EXCERPTED TEXT >>
• • • • •

I wouldn't want Michigan to get in with 2 losses. Never in the history of ever have 2 loss teams been considered eligible for a national championship. And rightfully so.
You're argument is "I don't want to play hard games because we might lose."
That's the epitome of anti-competitive cowardice. Harbaugh would be ashamed of you. I'd rather play a tough schedule, lose twice and get in the New Year's 6 than play a weak schedule and get exposed in the playoff.
A win in a New Year's 6 bowl is better than an uncompetitive loss in the first round of the playoff. 100%.
But that's my whole point. 2 losses get you boned. Unless you're a 2 loss SEC team I imagine. Stanford was the best example of this in recent memory. TCU got boned because their conference (Texas) was stupid and forwent a conference championship team. Stanford played 9 conference games plus a conference championship game. Went on the road to a B1G school that won 10 games and lost. Their second loss was to Oregon when they actually had Vernon Adams. They played a really tough schedule, and played well, and had a lot of great results. And their reward? Left out of the playoff in favor of a worse MSU team who fluked into 3 wins.
So when everyone talks about SOS being important, I'm not hearing it. All that matters is that you don't lose more than 1 game and you win your conferece (unless your the SEC). That's apparently ALL that matters. We as fans like to see great games between great teams, but if you want your team to have the best chance of making the playoffs, just do what OSU does under Meyer: play no difficult non-cons and get your 1-2 feathers in the cap during the conference season. They learned their lesson duing the Tressel era when they scheduled truely difficult non-con games a few times that they didn't pull out and it cost them a shot at the championship early. To make the playoffs give yourself the easiest road possible.
OSU under Tressel played in the BCS championship 3 times (2002, 2006, 2007), winning once (2002).
They had three seasons with losses to tough non-conference opponents (2005 v #2 Texas, 2008 v #1 USC, 2009 v #3 USC).
In 2005 OSU also lost to PSU. Undefeated Texas played undefeated USC in the NC game, so OSU would not have played anyway, since they had a conference loss.
2008 OSU lost to PSU and split the B1G title. It's debateable that OSU would have been selected ahead of the other one loss teams, since PSU would have the tie breaker. (This is the season that PSU, Texas, Texas Tech, Oklahoma, Alambama and Florida had one loss. OK lost to Florida in the championship game.
2009 OSU lost a conference game to Purdue (Danny Hope's first year). Alabama and Texas were undefeated and met in the championship game.
In conclusion, the early season losses appear to have no impact on OSU's chances of making the championship game during the Tressel era.

• • • • •

Entries from a point annotation set:
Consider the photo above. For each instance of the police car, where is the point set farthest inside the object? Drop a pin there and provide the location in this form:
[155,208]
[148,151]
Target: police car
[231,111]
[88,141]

• • • • •

TASK STATEMENT >>
In the college football passage, rewrite the part from "2009 OSU lost" to "the Tressel era.", replacing "early season losses" with "non-conference losses".

TASK RESULT >>
2009 OSU lost a conference game to Purdue (Danny Hope's first year). Alabama and Texas were undefeated and met in the championship game.
In conclusion, the non-conference losses appear to have no impact on OSU's chances of making the championship game during the Tressel era.